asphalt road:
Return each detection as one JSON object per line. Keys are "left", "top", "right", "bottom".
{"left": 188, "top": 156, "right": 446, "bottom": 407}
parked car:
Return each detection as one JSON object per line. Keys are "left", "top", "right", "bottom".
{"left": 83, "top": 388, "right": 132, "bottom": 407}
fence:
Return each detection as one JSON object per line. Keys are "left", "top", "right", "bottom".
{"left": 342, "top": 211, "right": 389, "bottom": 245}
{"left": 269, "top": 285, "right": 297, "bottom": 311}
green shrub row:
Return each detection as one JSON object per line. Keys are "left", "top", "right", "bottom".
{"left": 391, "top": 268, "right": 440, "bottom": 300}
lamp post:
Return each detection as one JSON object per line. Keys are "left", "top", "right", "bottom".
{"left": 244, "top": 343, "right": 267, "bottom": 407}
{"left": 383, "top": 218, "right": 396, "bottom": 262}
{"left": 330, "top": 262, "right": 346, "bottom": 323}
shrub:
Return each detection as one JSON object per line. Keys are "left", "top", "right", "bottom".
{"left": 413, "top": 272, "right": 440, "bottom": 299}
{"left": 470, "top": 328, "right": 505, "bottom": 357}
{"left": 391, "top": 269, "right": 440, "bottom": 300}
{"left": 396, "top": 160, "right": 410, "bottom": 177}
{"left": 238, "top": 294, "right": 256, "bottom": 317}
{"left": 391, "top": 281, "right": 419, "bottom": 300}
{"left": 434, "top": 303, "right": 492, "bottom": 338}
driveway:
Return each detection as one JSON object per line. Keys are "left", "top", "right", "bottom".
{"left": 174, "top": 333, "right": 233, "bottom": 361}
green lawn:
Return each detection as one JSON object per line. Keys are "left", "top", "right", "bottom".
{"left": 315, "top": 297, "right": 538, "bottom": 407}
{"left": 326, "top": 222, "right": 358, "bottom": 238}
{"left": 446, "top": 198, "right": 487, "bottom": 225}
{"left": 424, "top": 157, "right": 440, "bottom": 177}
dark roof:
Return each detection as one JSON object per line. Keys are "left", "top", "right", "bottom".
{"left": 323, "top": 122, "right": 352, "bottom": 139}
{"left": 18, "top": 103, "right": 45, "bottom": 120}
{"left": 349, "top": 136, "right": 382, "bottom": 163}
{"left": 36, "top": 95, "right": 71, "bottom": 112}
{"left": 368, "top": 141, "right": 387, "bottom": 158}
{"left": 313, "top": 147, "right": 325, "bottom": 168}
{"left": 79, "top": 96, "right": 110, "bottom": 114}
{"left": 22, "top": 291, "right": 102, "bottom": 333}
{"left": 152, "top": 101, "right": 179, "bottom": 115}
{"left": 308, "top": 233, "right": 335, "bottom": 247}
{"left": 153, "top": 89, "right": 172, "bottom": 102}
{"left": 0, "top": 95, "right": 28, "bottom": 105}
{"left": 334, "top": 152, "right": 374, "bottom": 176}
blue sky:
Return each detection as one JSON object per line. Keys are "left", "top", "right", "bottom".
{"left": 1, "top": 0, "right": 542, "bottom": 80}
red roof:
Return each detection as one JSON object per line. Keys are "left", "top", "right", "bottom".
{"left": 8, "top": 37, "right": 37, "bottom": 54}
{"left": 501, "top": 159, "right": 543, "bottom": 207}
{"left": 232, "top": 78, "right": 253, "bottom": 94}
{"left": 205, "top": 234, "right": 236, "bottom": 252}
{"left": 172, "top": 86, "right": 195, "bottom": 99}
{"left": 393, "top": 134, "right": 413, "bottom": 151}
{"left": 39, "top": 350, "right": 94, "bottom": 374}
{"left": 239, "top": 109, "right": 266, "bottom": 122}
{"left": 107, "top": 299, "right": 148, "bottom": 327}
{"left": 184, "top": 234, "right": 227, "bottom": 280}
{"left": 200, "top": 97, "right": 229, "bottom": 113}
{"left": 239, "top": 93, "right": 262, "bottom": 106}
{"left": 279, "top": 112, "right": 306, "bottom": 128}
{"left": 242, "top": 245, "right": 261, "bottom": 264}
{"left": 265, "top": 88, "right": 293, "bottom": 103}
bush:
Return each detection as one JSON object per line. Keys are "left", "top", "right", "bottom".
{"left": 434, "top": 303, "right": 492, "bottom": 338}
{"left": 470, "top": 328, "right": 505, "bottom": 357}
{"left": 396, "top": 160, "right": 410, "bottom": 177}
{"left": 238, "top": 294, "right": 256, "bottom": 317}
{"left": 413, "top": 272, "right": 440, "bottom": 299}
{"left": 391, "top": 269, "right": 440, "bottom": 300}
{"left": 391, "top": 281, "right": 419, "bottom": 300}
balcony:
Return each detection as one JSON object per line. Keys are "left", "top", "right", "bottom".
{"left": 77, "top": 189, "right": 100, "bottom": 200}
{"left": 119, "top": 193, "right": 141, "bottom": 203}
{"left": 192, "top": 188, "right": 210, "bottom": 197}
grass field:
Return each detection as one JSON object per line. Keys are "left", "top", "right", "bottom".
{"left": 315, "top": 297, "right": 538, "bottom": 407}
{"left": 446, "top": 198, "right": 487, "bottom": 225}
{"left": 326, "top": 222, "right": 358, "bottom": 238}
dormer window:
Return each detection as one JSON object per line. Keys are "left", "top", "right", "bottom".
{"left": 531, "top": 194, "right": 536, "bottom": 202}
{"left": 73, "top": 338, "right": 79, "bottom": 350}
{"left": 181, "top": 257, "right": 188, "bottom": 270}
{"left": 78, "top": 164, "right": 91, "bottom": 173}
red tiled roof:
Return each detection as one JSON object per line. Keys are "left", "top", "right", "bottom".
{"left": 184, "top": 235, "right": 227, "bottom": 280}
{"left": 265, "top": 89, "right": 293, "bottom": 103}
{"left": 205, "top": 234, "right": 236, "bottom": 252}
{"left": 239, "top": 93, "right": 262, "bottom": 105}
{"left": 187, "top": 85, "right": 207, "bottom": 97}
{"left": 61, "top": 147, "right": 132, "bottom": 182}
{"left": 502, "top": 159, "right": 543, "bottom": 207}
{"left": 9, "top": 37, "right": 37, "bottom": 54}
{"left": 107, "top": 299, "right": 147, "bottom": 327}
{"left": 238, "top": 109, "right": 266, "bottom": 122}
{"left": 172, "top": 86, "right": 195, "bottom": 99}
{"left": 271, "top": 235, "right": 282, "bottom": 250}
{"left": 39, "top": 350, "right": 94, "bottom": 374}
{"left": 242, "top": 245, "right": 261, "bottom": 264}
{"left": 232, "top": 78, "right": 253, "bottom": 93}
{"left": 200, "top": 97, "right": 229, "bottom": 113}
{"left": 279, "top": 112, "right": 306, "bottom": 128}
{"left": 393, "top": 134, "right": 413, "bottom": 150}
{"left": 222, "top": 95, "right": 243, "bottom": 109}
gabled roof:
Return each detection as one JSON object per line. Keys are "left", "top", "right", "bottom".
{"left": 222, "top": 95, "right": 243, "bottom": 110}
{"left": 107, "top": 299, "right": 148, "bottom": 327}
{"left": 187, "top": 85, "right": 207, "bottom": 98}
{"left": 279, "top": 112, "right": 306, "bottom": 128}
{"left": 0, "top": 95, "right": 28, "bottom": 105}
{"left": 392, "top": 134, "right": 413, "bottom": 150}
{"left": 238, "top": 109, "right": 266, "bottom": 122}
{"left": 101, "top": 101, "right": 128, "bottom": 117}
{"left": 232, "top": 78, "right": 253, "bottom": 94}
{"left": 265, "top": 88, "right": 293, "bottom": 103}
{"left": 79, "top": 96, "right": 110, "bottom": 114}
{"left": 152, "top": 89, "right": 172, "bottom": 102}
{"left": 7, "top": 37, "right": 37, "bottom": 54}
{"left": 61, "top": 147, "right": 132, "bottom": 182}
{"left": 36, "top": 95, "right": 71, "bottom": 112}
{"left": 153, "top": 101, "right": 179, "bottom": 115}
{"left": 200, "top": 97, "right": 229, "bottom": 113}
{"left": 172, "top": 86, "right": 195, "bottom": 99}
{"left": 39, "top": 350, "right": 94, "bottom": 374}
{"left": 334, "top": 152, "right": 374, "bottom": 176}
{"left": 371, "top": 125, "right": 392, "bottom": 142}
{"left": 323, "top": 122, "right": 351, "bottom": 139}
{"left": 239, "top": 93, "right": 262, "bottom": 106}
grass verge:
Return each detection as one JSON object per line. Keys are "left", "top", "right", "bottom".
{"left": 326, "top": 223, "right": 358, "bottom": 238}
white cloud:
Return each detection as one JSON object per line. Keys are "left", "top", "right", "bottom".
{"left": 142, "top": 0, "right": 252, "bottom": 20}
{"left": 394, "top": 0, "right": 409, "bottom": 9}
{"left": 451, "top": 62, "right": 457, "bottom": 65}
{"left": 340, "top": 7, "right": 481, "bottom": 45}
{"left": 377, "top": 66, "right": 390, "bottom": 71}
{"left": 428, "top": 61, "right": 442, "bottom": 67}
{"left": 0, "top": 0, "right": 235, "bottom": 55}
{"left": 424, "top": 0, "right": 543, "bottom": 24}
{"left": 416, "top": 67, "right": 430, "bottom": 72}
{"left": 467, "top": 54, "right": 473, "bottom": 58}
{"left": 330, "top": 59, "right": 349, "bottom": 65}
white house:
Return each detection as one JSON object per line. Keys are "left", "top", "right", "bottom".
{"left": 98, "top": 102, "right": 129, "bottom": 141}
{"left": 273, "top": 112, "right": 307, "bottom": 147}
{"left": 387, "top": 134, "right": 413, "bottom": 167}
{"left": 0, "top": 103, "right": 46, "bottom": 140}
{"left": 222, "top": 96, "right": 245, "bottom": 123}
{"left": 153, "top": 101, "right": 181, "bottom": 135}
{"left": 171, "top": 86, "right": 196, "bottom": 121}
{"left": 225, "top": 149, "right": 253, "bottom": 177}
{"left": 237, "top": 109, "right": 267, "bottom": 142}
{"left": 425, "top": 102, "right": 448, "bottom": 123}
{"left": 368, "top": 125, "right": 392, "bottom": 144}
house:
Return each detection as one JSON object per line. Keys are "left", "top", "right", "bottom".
______
Task goal: Wherever a line of the records above contains the string "roof", copy that line out.

Response to this exercise:
dark roof:
red roof:
red tiled roof:
gabled roof:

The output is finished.